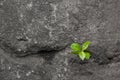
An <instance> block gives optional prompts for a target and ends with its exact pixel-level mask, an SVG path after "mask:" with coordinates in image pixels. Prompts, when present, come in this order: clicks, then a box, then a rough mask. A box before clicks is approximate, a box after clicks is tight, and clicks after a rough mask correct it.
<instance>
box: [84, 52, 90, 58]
mask: <svg viewBox="0 0 120 80" xmlns="http://www.w3.org/2000/svg"><path fill="white" fill-rule="evenodd" d="M90 56H91V54H90V53H89V52H85V59H87V60H88V59H90Z"/></svg>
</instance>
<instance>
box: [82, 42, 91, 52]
mask: <svg viewBox="0 0 120 80" xmlns="http://www.w3.org/2000/svg"><path fill="white" fill-rule="evenodd" d="M90 44H91V42H90V41H86V42H84V43H83V45H82V51H84V50H86V49H87V48H88V46H89V45H90Z"/></svg>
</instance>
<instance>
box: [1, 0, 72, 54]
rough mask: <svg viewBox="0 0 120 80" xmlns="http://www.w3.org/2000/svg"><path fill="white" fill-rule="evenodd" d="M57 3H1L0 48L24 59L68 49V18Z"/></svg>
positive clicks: (41, 0)
mask: <svg viewBox="0 0 120 80" xmlns="http://www.w3.org/2000/svg"><path fill="white" fill-rule="evenodd" d="M56 2H58V3H59V1H54V0H53V1H52V0H51V1H49V0H17V1H16V0H6V1H1V5H0V18H1V20H0V33H1V34H0V40H1V46H2V47H5V49H6V48H7V47H8V48H9V49H11V50H12V51H14V52H15V53H19V54H18V55H22V54H23V53H24V54H23V55H25V54H27V53H36V52H37V51H41V50H46V51H49V50H57V49H62V48H64V47H65V46H66V45H68V44H69V43H70V41H71V40H70V38H69V37H68V33H67V32H68V31H67V30H68V25H67V24H68V23H67V21H68V16H67V15H66V14H65V11H64V10H63V11H61V10H60V9H61V7H60V6H59V4H56ZM58 8H60V9H58ZM62 12H63V13H62Z"/></svg>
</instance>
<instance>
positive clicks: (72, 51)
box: [71, 41, 91, 60]
mask: <svg viewBox="0 0 120 80" xmlns="http://www.w3.org/2000/svg"><path fill="white" fill-rule="evenodd" d="M90 44H91V42H90V41H86V42H84V43H83V44H82V46H81V45H80V44H79V43H72V44H71V49H72V52H71V53H72V54H76V55H78V56H79V58H80V59H81V60H85V59H87V60H88V59H90V56H91V54H90V52H88V51H87V48H88V46H89V45H90Z"/></svg>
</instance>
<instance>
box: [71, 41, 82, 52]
mask: <svg viewBox="0 0 120 80" xmlns="http://www.w3.org/2000/svg"><path fill="white" fill-rule="evenodd" d="M70 47H71V49H72V50H73V51H74V52H79V51H81V46H80V44H78V43H73V44H71V46H70Z"/></svg>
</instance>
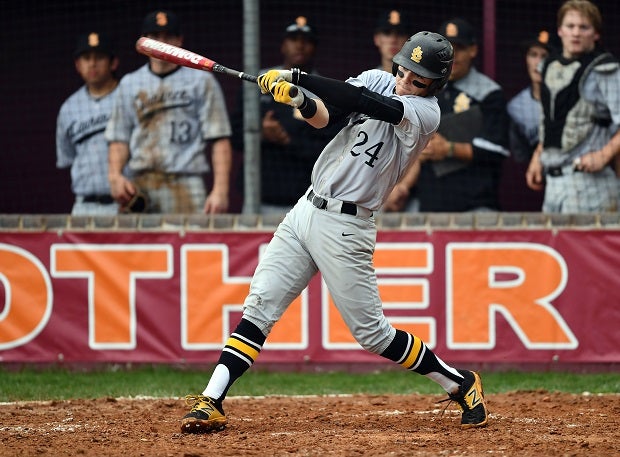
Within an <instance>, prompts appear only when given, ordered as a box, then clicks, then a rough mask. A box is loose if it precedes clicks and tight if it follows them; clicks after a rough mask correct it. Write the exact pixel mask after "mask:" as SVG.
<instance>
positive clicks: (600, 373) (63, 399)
mask: <svg viewBox="0 0 620 457" xmlns="http://www.w3.org/2000/svg"><path fill="white" fill-rule="evenodd" d="M210 373H211V369H210V368H208V369H204V370H198V369H187V368H184V369H179V368H174V367H169V366H165V365H155V366H141V367H137V368H124V367H123V368H119V367H118V366H110V367H107V368H98V369H95V370H92V369H91V370H84V371H79V370H76V369H72V370H69V369H66V368H58V367H52V368H44V369H40V368H39V369H38V368H33V367H26V368H21V369H7V368H2V367H0V401H4V402H6V401H18V400H64V399H70V398H86V399H88V398H101V397H135V396H141V395H143V396H154V397H182V396H184V395H186V394H190V393H200V392H201V391H202V390H203V389H204V386H205V385H206V383H207V382H208V380H209V376H210ZM483 374H484V378H483V380H484V386H485V392H487V393H500V392H508V391H515V390H540V389H542V390H546V391H550V392H553V391H562V392H570V393H581V392H585V391H588V392H592V393H619V392H620V374H618V373H589V374H579V373H568V372H567V373H563V372H531V373H522V372H484V373H483ZM413 392H415V393H421V394H441V393H442V391H441V388H440V387H439V386H438V385H437V384H435V383H434V382H432V381H430V380H429V379H427V378H426V377H424V376H419V375H416V374H412V373H410V372H407V371H404V370H402V371H400V370H398V371H395V370H391V369H390V370H387V369H386V370H385V371H376V372H373V373H346V372H342V371H340V372H321V373H299V372H287V373H284V372H277V371H262V370H260V369H257V367H254V368H253V369H252V370H250V371H248V372H247V373H246V374H245V375H244V376H243V377H241V378H240V379H239V380H238V381H237V382H236V383H235V384H234V385H233V387H232V388H231V389H230V392H229V395H326V394H360V393H361V394H387V393H394V394H407V393H413Z"/></svg>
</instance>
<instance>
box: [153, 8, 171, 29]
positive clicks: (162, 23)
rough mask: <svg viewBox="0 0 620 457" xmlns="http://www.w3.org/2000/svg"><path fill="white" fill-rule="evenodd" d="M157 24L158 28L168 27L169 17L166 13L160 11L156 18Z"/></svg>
mask: <svg viewBox="0 0 620 457" xmlns="http://www.w3.org/2000/svg"><path fill="white" fill-rule="evenodd" d="M155 22H156V23H157V25H158V26H160V27H165V26H167V25H168V16H167V15H166V13H164V12H162V11H160V12H159V13H157V15H156V16H155Z"/></svg>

....

- _About this task_: Write out the material above without changing a word, and skip any picture.

- _Result_:
An <instance> block gives optional prompts for a target and ends with its exact pixel-level mask, an SVG path after "mask:" with coordinates in image pixels. Prompts, when present, come in this order: clicks, then a box, then a rough mask. A box before clicks is approximate, a box after clicks is tight, and clicks after a rough mask correct it.
<instance>
box: [84, 52, 90, 58]
mask: <svg viewBox="0 0 120 80" xmlns="http://www.w3.org/2000/svg"><path fill="white" fill-rule="evenodd" d="M90 56H91V54H90V53H89V52H85V59H87V60H88V59H90Z"/></svg>
</instance>
<instance>
box: [82, 42, 91, 52]
mask: <svg viewBox="0 0 120 80" xmlns="http://www.w3.org/2000/svg"><path fill="white" fill-rule="evenodd" d="M90 44H91V42H90V41H86V42H84V43H83V45H82V51H84V50H86V49H87V48H88V46H89V45H90Z"/></svg>
</instance>
<instance>
box: [1, 0, 72, 54]
rough mask: <svg viewBox="0 0 120 80" xmlns="http://www.w3.org/2000/svg"><path fill="white" fill-rule="evenodd" d="M57 3H1L0 48L24 59L68 49V18Z"/></svg>
positive clicks: (41, 0)
mask: <svg viewBox="0 0 120 80" xmlns="http://www.w3.org/2000/svg"><path fill="white" fill-rule="evenodd" d="M56 2H58V3H59V1H54V0H53V1H52V0H51V1H49V0H17V1H16V0H6V1H1V5H0V18H1V20H0V33H1V34H0V40H1V46H2V47H5V49H6V48H7V47H8V48H9V49H11V50H12V51H14V52H15V53H19V54H18V55H22V54H23V53H24V54H23V55H25V54H27V53H36V52H37V51H41V50H46V51H49V50H57V49H62V48H64V47H65V46H66V45H68V44H69V43H70V41H71V40H70V38H69V37H68V33H67V32H68V31H67V30H68V25H67V24H68V23H67V21H68V16H67V15H66V14H65V11H64V10H63V11H61V10H60V9H61V7H60V6H59V4H56ZM58 8H60V9H58ZM62 12H63V13H62Z"/></svg>
</instance>
<instance>
positive clicks: (72, 51)
box: [71, 41, 91, 60]
mask: <svg viewBox="0 0 120 80" xmlns="http://www.w3.org/2000/svg"><path fill="white" fill-rule="evenodd" d="M90 44H91V42H90V41H86V42H84V43H83V44H82V46H81V45H80V44H79V43H72V44H71V49H72V52H71V53H72V54H76V55H78V56H79V58H80V59H81V60H85V59H87V60H88V59H90V56H91V54H90V52H88V51H87V48H88V46H89V45H90Z"/></svg>
</instance>
<instance>
box: [71, 41, 82, 52]
mask: <svg viewBox="0 0 120 80" xmlns="http://www.w3.org/2000/svg"><path fill="white" fill-rule="evenodd" d="M70 47H71V49H72V50H73V51H74V52H79V51H81V46H80V44H78V43H73V44H71V46H70Z"/></svg>
</instance>
Within an <instance>, prompts appear only when given, ordered as a box, then clicks, then a rough mask. A box is loose if it precedes clicks and tight if it follows them; clicks after a rough mask correct it. Write the exact pixel mask after "mask:" as SVG.
<instance>
positive clicks: (600, 373) (63, 399)
mask: <svg viewBox="0 0 620 457" xmlns="http://www.w3.org/2000/svg"><path fill="white" fill-rule="evenodd" d="M210 373H211V369H210V368H208V369H204V370H198V369H187V368H184V369H179V368H174V367H169V366H165V365H155V366H141V367H137V368H124V367H123V368H119V367H118V366H110V367H107V368H98V369H95V370H92V369H91V370H84V371H79V370H76V369H72V370H69V369H66V368H58V367H52V368H44V369H40V368H39V369H38V368H33V367H26V368H21V369H7V368H2V367H0V401H4V402H6V401H18V400H64V399H70V398H86V399H88V398H101V397H135V396H141V395H143V396H154V397H182V396H184V395H186V394H190V393H200V392H201V391H202V390H203V389H204V386H205V385H206V383H207V382H208V380H209V376H210ZM483 374H484V378H483V380H484V386H485V392H487V393H500V392H508V391H515V390H540V389H542V390H546V391H550V392H553V391H562V392H570V393H581V392H585V391H588V392H592V393H619V392H620V374H618V373H589V374H579V373H568V372H567V373H563V372H531V373H522V372H484V373H483ZM413 392H415V393H421V394H441V393H442V391H441V388H440V387H439V386H438V385H437V384H435V383H434V382H432V381H430V380H429V379H427V378H426V377H424V376H419V375H416V374H412V373H410V372H407V371H404V370H402V371H400V370H398V371H395V370H391V369H390V370H387V369H386V370H385V371H376V372H373V373H346V372H342V371H340V372H321V373H299V372H287V373H284V372H277V371H262V370H260V369H257V367H254V368H253V369H252V370H250V371H248V372H247V373H246V374H245V375H244V376H243V377H241V378H240V379H239V380H238V381H237V382H236V383H235V384H234V385H233V387H232V388H231V389H230V392H229V395H326V394H360V393H361V394H387V393H394V394H407V393H413Z"/></svg>
</instance>
<instance>
box: [153, 8, 171, 29]
positive clicks: (162, 23)
rough mask: <svg viewBox="0 0 620 457" xmlns="http://www.w3.org/2000/svg"><path fill="white" fill-rule="evenodd" d="M157 24L158 28L168 27L169 17L166 13L160 11L156 18Z"/></svg>
mask: <svg viewBox="0 0 620 457" xmlns="http://www.w3.org/2000/svg"><path fill="white" fill-rule="evenodd" d="M155 22H156V23H157V25H158V26H160V27H165V26H167V25H168V16H167V15H166V13H164V12H162V11H160V12H159V13H157V15H156V16H155Z"/></svg>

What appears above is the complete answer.